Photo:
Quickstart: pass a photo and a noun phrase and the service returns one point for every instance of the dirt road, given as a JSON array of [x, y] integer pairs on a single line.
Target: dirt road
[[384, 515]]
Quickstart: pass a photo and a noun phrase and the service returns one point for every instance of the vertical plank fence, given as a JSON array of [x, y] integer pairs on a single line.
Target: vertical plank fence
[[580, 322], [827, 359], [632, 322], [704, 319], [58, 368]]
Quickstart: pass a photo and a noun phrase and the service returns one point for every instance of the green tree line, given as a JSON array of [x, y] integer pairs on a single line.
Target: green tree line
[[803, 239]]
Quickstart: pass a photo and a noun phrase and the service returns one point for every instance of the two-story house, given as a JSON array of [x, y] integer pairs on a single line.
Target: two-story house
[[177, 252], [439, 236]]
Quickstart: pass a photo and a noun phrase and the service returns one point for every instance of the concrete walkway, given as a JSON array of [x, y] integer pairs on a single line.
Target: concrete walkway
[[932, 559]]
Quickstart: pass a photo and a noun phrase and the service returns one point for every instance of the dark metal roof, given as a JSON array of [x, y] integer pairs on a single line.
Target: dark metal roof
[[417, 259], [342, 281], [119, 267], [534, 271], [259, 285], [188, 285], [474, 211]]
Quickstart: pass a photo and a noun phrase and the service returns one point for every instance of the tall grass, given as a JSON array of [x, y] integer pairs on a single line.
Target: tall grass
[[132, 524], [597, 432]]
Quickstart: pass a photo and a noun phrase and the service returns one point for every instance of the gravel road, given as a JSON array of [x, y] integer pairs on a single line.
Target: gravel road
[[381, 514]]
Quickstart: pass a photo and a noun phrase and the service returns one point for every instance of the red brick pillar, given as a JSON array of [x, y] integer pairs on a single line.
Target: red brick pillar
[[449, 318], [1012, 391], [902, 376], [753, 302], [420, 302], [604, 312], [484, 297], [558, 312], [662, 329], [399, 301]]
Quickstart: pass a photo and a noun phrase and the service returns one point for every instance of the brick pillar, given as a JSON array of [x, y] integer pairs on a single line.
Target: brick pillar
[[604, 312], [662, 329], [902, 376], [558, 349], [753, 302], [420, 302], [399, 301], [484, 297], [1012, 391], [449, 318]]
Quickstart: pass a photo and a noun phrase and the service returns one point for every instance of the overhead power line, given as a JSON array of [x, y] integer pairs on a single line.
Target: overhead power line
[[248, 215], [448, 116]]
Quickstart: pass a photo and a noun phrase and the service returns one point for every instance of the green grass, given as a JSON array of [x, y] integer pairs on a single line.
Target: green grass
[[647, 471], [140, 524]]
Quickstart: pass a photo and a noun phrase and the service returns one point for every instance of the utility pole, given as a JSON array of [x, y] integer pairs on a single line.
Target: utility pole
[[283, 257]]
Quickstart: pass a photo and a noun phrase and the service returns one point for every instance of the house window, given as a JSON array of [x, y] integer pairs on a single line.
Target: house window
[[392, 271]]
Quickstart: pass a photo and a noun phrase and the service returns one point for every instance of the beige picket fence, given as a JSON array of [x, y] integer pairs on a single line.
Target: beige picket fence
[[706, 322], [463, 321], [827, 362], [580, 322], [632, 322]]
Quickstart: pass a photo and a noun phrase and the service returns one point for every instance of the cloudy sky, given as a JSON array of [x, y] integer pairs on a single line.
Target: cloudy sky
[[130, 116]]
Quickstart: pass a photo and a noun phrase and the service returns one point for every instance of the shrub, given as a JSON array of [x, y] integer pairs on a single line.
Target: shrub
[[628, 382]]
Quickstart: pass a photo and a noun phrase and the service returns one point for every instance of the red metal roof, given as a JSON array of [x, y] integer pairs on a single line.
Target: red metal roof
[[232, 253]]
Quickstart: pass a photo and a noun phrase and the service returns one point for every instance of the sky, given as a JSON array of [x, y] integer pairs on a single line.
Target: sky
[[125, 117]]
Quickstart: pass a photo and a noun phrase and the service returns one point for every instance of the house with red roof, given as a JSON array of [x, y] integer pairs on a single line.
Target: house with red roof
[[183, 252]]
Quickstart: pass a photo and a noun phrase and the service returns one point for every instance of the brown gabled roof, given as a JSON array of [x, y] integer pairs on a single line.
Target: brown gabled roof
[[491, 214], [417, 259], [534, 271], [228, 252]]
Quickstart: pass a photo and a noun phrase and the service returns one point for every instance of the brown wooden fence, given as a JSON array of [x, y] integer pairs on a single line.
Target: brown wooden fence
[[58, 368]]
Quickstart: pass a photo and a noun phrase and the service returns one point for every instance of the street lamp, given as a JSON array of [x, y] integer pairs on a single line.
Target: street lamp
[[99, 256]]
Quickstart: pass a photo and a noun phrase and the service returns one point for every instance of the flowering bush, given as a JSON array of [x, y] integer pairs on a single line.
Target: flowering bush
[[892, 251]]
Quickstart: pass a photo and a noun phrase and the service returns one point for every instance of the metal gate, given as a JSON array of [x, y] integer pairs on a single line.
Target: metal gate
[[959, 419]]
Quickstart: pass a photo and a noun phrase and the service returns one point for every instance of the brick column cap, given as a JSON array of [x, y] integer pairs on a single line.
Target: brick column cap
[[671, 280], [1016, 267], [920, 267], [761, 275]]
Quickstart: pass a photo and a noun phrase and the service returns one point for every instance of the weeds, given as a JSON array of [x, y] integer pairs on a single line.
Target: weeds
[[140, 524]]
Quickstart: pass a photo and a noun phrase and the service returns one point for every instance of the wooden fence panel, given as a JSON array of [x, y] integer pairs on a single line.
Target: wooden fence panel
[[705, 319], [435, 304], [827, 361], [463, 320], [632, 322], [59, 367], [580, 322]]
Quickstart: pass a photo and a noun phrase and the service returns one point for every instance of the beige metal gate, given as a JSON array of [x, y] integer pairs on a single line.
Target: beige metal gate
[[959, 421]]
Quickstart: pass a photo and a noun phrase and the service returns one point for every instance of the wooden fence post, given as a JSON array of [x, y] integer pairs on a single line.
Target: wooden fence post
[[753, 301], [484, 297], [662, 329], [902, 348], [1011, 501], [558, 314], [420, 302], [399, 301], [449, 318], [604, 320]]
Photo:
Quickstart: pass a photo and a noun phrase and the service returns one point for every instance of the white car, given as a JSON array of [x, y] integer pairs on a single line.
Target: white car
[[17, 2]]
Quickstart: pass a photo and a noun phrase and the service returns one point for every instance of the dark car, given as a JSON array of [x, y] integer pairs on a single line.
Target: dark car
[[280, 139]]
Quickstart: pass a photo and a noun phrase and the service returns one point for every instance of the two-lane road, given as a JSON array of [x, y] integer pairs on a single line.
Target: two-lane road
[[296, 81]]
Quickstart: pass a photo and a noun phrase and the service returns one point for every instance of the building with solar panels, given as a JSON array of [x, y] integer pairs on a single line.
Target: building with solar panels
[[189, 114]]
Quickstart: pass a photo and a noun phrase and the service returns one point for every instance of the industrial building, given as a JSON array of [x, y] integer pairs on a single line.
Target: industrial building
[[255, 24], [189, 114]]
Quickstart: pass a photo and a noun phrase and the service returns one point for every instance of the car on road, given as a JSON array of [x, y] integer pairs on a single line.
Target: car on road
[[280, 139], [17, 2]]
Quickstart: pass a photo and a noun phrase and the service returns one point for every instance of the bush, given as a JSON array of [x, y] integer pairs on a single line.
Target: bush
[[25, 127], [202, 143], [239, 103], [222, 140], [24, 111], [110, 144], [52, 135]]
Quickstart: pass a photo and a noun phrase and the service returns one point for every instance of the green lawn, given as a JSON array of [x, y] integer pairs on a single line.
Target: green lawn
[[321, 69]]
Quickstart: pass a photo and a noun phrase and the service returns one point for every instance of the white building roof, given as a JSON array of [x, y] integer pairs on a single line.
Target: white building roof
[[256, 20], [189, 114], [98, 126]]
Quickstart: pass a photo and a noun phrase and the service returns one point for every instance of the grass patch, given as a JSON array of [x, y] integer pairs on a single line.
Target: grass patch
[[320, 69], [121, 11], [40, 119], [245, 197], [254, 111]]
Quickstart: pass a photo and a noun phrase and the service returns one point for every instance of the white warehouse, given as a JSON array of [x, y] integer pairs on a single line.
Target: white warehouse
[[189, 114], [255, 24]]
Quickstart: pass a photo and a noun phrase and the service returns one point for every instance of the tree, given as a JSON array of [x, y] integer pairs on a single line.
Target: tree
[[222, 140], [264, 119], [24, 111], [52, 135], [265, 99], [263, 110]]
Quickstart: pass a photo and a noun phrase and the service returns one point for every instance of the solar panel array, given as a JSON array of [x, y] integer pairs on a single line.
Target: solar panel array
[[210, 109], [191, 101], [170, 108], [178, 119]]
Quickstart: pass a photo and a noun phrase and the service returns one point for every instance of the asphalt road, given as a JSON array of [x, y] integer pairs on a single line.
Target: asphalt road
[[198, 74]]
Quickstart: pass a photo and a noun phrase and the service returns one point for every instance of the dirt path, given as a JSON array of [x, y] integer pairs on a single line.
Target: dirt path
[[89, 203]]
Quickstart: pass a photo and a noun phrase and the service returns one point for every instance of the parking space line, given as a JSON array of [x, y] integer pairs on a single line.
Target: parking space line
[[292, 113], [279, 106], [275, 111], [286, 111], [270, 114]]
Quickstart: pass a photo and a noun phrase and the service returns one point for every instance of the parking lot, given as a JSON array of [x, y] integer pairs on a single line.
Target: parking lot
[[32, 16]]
====
Problem description: Both the line containing "Target: utility pole" and the line containing "of the street" belong in the answer. Print them and every line above that falls between them exactly, and no others.

The answer:
Target: utility pole
[[283, 257]]
Quickstart: pass a photo and a noun phrase and the service returns one point for every instance of the house window, given as a JSON array of [x, y] integer pairs on a single line.
Target: house window
[[392, 271]]
Quickstart: pass a photo and a noun phrase and the service returns one point for every instance of the beige picket fence, given as a JSON array of [x, y] integer pairs on a single line.
Target: beige picket fence
[[706, 322], [463, 321], [827, 362], [580, 322], [632, 322]]
Quickstart: pass a photo and a noun phrase and the service returns one point for every instance of the cloudy sky, given as a JSON array of [x, y] integer pairs on a single line.
Target: cloudy sky
[[130, 116]]
Quickstart: pass a photo and a noun phrase and the service returns one point for every instance of the shrub, given as a JSON array of [x, y] integer pairs on a single line.
Target: shrub
[[628, 382]]
Quickstart: pass a photo and a noun phrase and the service returns one point for every instance of the red metal roof, given as a JSON array of [x, y] integer pairs on a single line.
Target: red metal roof
[[232, 253]]
Quickstart: pass a photo and a noun phrase and the service returns one point for every instance of the sky, given as a JSON array of [x, y] integer pairs on a single line.
Target: sky
[[125, 117]]
Quickstart: pass a photo and a noun phrase and the service returns one point for every instance of the house with red roof, given as a JSON array of [x, y] integer pairs on a single line.
Target: house with red roof
[[183, 252]]
Quickstart: pass a photo and a noun phrase and the service returns one point for every instance of the brown gabled roof, given as a JSON array of [x, y] integer pairs on a single line.
Target: brown gabled roof
[[491, 214], [417, 259], [534, 271], [228, 252]]
Quickstart: pass a photo and a noun phrase and the service returns one point for every instance of the brown wooden fence, given as a JSON array of [x, y] integer pairs on a single line.
Target: brown wooden fence
[[58, 368]]
Quickstart: pass a photo and a noun phrase and the service returns one point for every instance of the street lamp, given as a JSON array of [x, y] integer pairs on a single line.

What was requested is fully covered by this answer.